Text –

- Opening Delimiter -

For Maya’s part, the data set being used was looking at the median income of households in each Boston’s neighborhood to see if the average income of the neighborhood had anything to do with how many healthcare facilities are in the area. The data set came from bostonplans.org and it started out looking like this once it was downloaded to excel:

First, the dataset had to be cleaned.  The dataset was mostly clean already, so all Maya had to do was take out “United States” and “Massachusetts” as data points because they were irrelevant to the data. The rest of the data is useful, because looking at the aggregate income of the whole neighborhood as well as the per-capita income are both helpful in determining the wealth of a neighborhood. Once the data was clean and uploaded into tableau it looked like this:

After the data was clean, Maya imported the data into tableau, but there was a problem because there were no zip codes for the neighborhoods, so making a map would have been impossible. To solve this, we imported another data set from Lina that was of Boston neighborhood zip codes. From there, the data was combined by using the “add” tool on tableau:

Next, Maya created a visualization showing both the per capita and aggregate income of each neighborhood, with the Boston Area zip codes. She dragged in the per capita income and aggregate income tab, the community tab and the zipcodes tab. She used both the size and the color features to show the income of each Boston neighborhood. The size feature helps show the income of each neighborhood relative to the other neighborhoods, and the color helps differentiate between neighborhoods. The final product looked like this:

Vivi’s part of the project was to find a dataset that explained the amount of deaths related to opioid use in Massachusetts. Originally, she struggled to find a dataset that tracked opioid-related deaths in Boston specifically because most datasets tracked opioid deaths in Massachusetts by town/city by year, but not by region in Boston. Vivi was able to find, however, a dataset that outlined drug-related deaths in the US by State. This dataset is the one she settled on because it outlines specifically which drug type caused the death, meaning she could compare opioid-related deaths to other substances. This dataset also gives her the freedom to compare opioid-related death rates to other states.

- Closing Delimiter -

Stored data –
- Opening Delimiter -

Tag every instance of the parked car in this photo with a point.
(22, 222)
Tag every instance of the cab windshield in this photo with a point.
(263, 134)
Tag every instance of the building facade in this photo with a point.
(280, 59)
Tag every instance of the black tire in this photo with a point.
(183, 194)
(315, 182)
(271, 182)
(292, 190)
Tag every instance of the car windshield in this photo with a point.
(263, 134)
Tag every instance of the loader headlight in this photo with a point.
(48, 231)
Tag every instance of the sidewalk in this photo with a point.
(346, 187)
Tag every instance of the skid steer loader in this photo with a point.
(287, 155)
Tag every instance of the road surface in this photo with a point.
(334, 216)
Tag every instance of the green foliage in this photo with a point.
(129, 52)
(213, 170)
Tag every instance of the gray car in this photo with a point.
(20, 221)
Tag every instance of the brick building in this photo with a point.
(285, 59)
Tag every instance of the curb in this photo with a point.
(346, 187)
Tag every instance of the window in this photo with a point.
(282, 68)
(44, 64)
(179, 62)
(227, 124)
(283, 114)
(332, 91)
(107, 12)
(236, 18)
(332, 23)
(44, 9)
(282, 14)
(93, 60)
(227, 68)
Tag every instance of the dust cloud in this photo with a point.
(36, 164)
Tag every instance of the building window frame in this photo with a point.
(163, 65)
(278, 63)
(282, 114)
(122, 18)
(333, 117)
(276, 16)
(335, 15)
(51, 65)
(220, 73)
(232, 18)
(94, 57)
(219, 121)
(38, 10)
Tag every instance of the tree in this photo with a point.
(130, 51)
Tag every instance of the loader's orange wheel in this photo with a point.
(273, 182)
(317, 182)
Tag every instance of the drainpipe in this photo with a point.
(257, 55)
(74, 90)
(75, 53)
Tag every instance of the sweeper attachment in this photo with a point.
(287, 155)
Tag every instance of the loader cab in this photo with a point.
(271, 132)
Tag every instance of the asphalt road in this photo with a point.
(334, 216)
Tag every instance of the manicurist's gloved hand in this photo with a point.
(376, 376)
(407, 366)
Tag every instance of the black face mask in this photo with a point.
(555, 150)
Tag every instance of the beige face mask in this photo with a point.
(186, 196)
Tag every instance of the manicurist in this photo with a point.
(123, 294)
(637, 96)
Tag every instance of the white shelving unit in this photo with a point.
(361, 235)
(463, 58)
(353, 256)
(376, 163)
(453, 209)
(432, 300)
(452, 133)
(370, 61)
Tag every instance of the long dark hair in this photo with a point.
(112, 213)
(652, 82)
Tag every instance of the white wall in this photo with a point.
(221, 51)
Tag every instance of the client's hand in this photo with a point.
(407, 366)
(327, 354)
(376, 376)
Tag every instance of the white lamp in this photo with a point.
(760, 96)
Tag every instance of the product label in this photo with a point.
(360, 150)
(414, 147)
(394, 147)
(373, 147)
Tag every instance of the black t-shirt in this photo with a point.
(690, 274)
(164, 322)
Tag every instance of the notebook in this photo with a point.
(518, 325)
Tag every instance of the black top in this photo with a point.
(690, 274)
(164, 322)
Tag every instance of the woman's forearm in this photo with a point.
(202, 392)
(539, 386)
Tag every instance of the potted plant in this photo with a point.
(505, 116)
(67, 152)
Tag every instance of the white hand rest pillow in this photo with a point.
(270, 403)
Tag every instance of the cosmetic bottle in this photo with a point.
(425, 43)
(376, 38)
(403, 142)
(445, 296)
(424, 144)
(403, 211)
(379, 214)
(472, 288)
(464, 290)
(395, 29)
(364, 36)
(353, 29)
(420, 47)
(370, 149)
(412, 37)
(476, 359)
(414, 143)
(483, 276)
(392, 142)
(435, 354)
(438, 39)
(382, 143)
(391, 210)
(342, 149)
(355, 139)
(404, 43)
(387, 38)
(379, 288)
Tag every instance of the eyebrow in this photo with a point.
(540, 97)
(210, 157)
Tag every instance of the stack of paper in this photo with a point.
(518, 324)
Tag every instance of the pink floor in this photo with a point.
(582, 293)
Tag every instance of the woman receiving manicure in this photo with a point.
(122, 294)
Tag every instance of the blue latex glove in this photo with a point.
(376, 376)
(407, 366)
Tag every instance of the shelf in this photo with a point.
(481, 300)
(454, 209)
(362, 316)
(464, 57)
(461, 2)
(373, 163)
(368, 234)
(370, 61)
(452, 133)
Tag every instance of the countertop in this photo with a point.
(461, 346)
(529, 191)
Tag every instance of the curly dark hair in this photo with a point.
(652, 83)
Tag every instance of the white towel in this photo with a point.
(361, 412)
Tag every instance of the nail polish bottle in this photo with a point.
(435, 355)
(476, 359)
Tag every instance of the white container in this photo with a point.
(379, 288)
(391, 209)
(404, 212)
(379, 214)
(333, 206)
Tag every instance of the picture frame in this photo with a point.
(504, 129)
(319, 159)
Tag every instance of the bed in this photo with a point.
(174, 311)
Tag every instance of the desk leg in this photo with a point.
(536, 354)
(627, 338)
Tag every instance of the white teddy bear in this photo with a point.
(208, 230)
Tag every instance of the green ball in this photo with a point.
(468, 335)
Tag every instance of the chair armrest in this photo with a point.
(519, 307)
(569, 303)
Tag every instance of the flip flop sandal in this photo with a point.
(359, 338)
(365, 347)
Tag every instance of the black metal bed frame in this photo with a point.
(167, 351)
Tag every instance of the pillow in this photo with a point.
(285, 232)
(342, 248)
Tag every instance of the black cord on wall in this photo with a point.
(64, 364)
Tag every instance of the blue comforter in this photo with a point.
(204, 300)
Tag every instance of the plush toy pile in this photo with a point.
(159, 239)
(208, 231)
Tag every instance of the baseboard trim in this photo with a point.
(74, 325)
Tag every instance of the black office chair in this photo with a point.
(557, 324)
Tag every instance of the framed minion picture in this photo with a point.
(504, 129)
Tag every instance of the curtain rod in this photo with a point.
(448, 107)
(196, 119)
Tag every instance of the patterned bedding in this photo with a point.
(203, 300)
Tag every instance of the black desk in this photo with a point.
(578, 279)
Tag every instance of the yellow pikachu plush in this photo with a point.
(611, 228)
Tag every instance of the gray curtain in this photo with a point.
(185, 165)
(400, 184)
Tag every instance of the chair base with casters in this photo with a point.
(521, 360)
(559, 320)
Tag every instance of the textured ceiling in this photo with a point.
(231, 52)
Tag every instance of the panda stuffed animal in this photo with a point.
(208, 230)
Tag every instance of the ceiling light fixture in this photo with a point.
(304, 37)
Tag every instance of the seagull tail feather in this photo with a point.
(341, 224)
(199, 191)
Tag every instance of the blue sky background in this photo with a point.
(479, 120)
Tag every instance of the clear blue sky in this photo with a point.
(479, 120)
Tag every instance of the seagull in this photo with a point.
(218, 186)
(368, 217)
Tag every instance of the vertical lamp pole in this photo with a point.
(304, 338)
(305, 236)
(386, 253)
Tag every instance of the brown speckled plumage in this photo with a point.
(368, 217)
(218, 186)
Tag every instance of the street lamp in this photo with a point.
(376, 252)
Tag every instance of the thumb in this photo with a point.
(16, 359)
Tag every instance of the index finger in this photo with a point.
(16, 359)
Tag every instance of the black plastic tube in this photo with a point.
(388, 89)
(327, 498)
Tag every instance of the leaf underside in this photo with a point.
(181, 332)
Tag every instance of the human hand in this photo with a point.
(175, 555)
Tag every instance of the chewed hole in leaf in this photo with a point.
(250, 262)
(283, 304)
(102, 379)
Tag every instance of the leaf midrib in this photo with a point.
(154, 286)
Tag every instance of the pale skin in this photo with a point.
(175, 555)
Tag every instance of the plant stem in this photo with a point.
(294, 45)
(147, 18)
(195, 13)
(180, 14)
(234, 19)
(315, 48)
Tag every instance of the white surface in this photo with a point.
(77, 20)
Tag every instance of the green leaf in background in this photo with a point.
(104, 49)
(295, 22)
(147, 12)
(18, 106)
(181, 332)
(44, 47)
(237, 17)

- Closing Delimiter -

Task instructions – Reproduce the stretch of the project write-up from "Vivi’s part of" through "to other states.", word for word.

Result of the task –
Vivi’s part of the project was to find a dataset that explained the amount of deaths related to opioid use in Massachusetts. Originally, she struggled to find a dataset that tracked opioid-related deaths in Boston specifically because most datasets tracked opioid deaths in Massachusetts by town/city by year, but not by region in Boston. Vivi was able to find, however, a dataset that outlined drug-related deaths in the US by State. This dataset is the one she settled on because it outlines specifically which drug type caused the death, meaning she could compare opioid-related deaths to other substances. This dataset also gives her the freedom to compare opioid-related death rates to other states.